> Task directions
Pull out every line of the data below that contains the word "gray".

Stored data
---

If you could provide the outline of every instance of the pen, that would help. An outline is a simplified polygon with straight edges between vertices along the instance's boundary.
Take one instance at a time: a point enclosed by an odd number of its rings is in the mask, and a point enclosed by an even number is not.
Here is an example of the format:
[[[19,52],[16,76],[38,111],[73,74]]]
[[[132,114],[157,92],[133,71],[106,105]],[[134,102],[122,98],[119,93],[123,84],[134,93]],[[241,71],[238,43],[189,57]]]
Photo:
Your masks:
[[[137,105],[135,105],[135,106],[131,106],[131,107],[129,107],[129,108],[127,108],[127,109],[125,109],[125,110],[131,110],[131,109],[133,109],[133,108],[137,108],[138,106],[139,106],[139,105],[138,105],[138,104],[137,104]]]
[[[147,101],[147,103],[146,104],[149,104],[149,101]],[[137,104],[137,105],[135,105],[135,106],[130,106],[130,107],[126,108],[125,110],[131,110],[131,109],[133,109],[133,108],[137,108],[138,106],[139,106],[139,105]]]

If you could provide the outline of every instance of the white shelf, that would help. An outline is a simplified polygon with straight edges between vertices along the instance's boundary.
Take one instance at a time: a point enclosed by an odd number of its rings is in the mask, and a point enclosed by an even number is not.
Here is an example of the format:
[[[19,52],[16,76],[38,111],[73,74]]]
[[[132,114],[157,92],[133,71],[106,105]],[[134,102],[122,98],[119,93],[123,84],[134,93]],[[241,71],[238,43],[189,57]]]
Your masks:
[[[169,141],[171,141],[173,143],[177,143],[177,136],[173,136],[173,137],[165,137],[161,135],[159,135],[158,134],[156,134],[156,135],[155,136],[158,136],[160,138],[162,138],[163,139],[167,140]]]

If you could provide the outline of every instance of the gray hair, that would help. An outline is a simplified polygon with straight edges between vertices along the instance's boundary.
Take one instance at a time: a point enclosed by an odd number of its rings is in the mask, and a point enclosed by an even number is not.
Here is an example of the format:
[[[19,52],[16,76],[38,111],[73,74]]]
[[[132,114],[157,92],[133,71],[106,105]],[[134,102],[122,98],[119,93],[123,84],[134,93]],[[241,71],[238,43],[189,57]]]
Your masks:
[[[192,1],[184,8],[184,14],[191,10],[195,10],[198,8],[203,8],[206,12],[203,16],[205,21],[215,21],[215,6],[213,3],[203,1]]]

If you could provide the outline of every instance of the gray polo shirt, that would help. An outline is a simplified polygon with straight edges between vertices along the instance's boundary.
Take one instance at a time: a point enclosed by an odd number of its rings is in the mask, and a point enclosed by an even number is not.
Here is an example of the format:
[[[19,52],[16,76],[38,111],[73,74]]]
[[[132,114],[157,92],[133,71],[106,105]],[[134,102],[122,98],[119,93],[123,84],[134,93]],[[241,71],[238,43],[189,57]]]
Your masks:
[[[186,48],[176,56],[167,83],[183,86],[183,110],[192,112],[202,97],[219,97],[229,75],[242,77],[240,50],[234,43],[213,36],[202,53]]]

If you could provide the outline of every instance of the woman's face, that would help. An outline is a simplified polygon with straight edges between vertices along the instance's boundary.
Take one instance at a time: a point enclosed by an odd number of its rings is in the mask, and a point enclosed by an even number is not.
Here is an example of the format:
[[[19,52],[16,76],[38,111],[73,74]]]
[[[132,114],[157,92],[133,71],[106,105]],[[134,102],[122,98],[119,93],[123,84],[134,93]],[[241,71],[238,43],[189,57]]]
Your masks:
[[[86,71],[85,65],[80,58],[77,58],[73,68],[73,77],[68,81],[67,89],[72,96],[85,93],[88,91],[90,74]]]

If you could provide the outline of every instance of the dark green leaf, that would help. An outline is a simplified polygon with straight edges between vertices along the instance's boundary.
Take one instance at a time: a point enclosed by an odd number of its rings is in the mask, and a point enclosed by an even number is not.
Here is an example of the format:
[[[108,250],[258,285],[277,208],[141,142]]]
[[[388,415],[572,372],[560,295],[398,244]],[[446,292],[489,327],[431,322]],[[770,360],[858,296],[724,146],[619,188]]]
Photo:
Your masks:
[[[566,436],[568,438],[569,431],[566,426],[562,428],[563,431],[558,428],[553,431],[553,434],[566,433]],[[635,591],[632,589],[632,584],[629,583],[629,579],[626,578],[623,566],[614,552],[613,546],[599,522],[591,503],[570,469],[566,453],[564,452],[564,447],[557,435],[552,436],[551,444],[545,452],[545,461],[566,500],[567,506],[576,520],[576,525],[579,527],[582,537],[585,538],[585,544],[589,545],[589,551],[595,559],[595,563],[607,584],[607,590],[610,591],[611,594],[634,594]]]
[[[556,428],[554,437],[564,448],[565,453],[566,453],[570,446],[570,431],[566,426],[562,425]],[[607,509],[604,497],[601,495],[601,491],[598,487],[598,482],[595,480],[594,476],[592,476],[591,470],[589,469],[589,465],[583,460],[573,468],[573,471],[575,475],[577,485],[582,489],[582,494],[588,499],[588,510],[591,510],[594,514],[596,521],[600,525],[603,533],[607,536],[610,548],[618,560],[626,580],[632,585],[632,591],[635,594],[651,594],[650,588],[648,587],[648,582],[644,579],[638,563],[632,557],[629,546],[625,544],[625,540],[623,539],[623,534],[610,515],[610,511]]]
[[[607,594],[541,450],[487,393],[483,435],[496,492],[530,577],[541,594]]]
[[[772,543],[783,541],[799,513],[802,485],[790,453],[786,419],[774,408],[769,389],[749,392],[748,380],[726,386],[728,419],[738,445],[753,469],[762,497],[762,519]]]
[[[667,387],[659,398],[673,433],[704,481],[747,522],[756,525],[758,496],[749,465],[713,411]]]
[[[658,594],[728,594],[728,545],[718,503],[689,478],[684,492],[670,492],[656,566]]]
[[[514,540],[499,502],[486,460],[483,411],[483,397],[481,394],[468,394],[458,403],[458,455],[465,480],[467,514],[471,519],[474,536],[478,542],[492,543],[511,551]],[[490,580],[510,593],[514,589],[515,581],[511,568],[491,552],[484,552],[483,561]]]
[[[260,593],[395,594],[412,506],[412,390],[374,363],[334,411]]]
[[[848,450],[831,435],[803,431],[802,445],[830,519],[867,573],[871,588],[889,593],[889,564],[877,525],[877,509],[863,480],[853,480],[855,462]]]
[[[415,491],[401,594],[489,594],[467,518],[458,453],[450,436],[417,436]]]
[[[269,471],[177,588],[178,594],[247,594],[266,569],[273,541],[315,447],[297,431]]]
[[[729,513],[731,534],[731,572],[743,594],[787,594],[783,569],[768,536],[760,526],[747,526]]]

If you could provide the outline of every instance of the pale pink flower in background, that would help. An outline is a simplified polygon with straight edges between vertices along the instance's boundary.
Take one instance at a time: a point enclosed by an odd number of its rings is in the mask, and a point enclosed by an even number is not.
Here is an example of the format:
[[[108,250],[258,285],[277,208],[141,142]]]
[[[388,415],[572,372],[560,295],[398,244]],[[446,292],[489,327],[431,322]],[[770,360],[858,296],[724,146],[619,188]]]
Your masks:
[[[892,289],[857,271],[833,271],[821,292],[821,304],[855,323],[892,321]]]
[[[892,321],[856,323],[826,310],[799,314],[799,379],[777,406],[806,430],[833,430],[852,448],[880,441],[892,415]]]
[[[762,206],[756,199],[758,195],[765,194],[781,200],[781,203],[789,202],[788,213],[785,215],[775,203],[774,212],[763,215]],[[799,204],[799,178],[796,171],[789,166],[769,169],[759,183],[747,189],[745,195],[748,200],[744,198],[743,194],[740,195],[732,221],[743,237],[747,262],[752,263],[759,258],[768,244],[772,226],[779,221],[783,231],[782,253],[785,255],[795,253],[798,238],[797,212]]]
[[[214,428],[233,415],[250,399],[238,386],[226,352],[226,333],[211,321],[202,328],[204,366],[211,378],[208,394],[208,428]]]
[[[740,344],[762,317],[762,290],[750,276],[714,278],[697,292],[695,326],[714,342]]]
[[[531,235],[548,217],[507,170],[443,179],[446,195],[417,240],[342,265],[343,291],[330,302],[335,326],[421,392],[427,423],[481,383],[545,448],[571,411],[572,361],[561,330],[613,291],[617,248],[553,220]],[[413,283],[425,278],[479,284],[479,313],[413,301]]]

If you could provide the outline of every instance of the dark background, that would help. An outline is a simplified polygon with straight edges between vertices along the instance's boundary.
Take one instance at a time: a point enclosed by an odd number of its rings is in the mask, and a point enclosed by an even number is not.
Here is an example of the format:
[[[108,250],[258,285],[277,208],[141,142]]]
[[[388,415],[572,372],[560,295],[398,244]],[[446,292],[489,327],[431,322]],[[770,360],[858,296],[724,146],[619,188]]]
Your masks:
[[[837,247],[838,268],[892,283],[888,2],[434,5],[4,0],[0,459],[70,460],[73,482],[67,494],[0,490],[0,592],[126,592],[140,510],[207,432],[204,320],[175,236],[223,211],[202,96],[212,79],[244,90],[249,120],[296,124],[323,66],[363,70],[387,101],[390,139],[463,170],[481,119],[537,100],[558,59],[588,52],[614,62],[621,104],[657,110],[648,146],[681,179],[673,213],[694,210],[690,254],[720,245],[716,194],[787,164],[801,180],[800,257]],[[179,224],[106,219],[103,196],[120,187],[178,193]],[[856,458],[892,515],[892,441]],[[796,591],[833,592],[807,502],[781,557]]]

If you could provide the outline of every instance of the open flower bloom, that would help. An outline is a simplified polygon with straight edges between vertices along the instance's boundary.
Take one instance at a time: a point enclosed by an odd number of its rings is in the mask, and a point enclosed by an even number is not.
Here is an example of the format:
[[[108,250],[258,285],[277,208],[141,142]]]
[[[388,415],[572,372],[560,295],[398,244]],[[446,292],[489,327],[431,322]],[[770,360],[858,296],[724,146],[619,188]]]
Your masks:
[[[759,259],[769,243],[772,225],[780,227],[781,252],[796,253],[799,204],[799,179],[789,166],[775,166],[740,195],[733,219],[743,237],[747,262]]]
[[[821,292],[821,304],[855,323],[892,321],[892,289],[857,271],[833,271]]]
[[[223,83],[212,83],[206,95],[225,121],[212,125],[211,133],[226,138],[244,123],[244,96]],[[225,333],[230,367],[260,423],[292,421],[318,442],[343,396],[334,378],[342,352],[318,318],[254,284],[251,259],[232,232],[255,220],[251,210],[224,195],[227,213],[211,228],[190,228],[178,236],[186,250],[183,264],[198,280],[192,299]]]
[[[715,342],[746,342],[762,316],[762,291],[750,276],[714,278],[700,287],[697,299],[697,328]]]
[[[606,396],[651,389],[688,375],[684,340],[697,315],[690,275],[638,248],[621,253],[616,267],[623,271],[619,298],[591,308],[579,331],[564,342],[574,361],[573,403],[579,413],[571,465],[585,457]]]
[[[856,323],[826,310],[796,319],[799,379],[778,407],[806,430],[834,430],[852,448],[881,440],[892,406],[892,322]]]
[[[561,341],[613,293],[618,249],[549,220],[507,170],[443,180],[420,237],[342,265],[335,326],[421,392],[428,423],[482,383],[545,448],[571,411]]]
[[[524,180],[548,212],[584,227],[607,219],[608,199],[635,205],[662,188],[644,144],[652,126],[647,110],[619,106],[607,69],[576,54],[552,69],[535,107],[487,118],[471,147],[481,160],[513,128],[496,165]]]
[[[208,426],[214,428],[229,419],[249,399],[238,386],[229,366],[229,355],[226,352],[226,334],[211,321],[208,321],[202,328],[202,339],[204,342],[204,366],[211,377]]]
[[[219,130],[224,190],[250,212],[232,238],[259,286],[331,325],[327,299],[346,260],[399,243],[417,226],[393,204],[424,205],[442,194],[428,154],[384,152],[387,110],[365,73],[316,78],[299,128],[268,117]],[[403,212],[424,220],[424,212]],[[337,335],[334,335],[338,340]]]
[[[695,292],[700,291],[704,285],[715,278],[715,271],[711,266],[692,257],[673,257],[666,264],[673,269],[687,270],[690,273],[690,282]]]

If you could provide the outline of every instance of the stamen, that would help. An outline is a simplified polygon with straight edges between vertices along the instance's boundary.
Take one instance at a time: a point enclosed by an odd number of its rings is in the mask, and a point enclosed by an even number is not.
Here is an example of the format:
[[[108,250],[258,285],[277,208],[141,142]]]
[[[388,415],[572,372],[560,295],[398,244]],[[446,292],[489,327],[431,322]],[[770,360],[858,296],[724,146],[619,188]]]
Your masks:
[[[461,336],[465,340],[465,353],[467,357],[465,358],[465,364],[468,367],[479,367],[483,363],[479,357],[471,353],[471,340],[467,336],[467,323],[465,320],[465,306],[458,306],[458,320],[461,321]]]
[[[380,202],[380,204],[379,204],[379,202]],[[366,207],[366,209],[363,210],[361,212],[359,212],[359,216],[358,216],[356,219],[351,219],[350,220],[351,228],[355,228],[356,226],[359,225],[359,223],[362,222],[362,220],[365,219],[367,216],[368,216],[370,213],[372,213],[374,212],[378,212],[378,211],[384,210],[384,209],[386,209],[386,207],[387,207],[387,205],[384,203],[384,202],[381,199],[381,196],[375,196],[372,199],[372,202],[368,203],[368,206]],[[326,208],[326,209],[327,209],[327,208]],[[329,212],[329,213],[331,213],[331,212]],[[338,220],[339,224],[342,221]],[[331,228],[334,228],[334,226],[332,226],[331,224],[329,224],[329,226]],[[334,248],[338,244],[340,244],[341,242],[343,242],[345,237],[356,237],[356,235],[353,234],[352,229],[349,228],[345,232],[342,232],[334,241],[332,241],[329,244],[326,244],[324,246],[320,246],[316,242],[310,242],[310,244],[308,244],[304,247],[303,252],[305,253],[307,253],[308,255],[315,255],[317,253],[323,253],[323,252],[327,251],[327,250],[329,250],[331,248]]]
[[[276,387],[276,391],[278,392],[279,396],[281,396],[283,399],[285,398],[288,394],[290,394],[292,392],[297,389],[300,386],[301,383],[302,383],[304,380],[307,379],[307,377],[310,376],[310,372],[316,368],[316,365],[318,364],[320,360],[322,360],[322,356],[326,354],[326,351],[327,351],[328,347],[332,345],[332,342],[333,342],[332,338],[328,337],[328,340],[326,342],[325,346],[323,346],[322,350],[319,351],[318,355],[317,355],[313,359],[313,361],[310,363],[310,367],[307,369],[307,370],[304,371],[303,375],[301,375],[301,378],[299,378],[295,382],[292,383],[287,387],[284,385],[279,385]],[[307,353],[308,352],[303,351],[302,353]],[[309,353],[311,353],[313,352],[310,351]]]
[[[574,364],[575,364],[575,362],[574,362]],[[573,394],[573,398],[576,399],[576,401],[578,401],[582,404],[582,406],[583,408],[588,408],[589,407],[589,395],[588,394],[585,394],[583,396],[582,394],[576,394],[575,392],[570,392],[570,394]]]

---

> Task output
If you could provide the outline of every instance of the gray hair, that would help. An outline is a simplified polygon with straight edges between vertices along the instance's boundary.
If you could provide the outline of every instance of the gray polo shirt, that would help. An outline is a simplified polygon with straight edges between vertices along the instance's boundary.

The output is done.